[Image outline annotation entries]
------------

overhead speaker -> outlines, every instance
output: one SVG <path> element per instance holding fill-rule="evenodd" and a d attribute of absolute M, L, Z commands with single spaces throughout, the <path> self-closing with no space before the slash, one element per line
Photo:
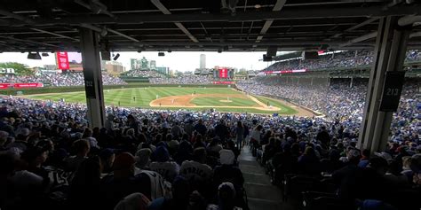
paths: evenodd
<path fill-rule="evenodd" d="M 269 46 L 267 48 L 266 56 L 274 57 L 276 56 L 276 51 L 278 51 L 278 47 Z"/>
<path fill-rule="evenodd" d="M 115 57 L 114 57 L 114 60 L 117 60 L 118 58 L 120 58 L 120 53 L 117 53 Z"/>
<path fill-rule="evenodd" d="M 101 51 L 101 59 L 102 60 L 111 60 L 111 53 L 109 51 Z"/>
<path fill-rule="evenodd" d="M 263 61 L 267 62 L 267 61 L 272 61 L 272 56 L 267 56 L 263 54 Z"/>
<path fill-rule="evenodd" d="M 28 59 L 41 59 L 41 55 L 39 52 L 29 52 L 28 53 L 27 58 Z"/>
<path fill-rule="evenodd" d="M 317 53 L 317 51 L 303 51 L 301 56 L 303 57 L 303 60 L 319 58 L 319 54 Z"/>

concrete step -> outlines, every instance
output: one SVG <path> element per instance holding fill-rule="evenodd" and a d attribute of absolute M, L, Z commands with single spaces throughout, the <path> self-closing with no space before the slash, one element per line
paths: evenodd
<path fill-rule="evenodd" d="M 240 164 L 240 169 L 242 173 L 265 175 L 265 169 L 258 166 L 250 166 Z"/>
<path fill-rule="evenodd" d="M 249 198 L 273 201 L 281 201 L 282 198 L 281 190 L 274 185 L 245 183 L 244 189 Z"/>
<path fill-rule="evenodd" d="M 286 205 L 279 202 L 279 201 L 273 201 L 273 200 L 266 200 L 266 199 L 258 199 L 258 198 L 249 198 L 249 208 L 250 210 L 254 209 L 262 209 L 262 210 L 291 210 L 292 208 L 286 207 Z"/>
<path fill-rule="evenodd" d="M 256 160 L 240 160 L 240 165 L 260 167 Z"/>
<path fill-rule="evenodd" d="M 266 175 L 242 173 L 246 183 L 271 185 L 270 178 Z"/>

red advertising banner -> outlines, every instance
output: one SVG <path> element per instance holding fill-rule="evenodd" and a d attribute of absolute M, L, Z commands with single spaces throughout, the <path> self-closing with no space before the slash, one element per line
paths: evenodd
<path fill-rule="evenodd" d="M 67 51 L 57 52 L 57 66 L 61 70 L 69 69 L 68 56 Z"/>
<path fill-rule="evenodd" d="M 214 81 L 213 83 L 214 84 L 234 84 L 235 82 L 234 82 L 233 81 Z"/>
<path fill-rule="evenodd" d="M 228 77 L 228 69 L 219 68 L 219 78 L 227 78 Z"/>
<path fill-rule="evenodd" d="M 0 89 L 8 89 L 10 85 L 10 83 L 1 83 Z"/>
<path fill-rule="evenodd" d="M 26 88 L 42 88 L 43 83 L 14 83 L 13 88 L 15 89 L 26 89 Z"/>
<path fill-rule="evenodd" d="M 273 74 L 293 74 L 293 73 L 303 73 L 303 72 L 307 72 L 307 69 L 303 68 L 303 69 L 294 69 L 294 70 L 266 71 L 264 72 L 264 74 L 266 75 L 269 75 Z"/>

------------

> Aim of the exercise: Please express all of these records as a two-column CSV with the headers text and answer, one row per record. Put each record's text and its answer in one quoted field each, turning line breaks into spaces, and omit the pictures.

> Output for this exercise:
text,answer
"overhead speaker -> outlines, every instance output: one SVG <path> element per instance holding fill-rule=""evenodd"" and a d attribute of absolute M, L, Z commands with single spaces throughout, the <path> self-closing with no space before the slash, one element per line Photo: paths: evenodd","<path fill-rule=""evenodd"" d=""M 269 46 L 267 48 L 266 56 L 274 57 L 276 56 L 276 51 L 278 51 L 278 47 Z""/> <path fill-rule=""evenodd"" d=""M 115 57 L 114 57 L 114 60 L 117 60 L 118 58 L 120 58 L 120 53 L 117 53 Z""/> <path fill-rule=""evenodd"" d=""M 101 51 L 101 59 L 102 60 L 111 60 L 111 53 L 109 51 Z""/> <path fill-rule=""evenodd"" d=""M 263 61 L 267 62 L 267 61 L 272 61 L 272 56 L 267 56 L 263 54 Z""/> <path fill-rule=""evenodd"" d=""M 28 59 L 41 59 L 41 55 L 39 52 L 29 52 L 28 53 L 27 58 Z""/> <path fill-rule=""evenodd"" d=""M 317 53 L 317 51 L 303 51 L 301 56 L 303 57 L 303 60 L 319 58 L 319 54 Z""/>"
"concrete step -> outlines, every instance output: one SVG <path> element per instance holding fill-rule=""evenodd"" and a d attribute of absolute M, L, Z commands with single spaces throughout, the <path> self-closing with no space before the slash, one element per line paths: evenodd","<path fill-rule=""evenodd"" d=""M 240 164 L 240 169 L 242 173 L 265 175 L 265 169 L 258 166 L 250 166 Z""/> <path fill-rule=""evenodd"" d=""M 249 198 L 273 201 L 281 201 L 282 198 L 281 190 L 274 185 L 245 183 L 244 189 Z""/> <path fill-rule=""evenodd"" d=""M 286 205 L 279 202 L 279 201 L 273 201 L 273 200 L 266 200 L 266 199 L 258 199 L 258 198 L 249 198 L 249 208 L 250 210 L 254 209 L 262 209 L 262 210 L 291 210 L 292 208 L 286 207 Z""/> <path fill-rule=""evenodd"" d=""M 256 160 L 240 160 L 240 165 L 260 167 Z""/> <path fill-rule=""evenodd"" d=""M 266 175 L 242 173 L 246 183 L 271 185 L 270 178 Z""/>"
"red advertising banner -> outlines, every instance output: one SVG <path> element per instance holding fill-rule=""evenodd"" and a d attribute of absolute M, L, Z commands with single spaces throughout, the <path> self-closing with no space before the slash, one element per line paths: evenodd","<path fill-rule=""evenodd"" d=""M 67 51 L 57 52 L 57 66 L 61 70 L 69 69 L 68 56 Z""/> <path fill-rule=""evenodd"" d=""M 214 81 L 213 83 L 214 84 L 234 84 L 235 82 L 234 82 L 233 81 Z""/> <path fill-rule=""evenodd"" d=""M 228 77 L 228 69 L 219 68 L 219 78 L 227 78 Z""/> <path fill-rule=""evenodd"" d=""M 0 89 L 8 89 L 10 85 L 10 83 L 1 83 Z""/> <path fill-rule=""evenodd"" d=""M 26 88 L 42 88 L 43 83 L 14 83 L 13 88 L 15 89 L 26 89 Z""/> <path fill-rule=""evenodd"" d=""M 273 74 L 293 74 L 293 73 L 303 73 L 303 72 L 307 72 L 307 69 L 303 68 L 303 69 L 294 69 L 294 70 L 266 71 L 264 72 L 264 74 L 266 75 L 269 75 Z""/>"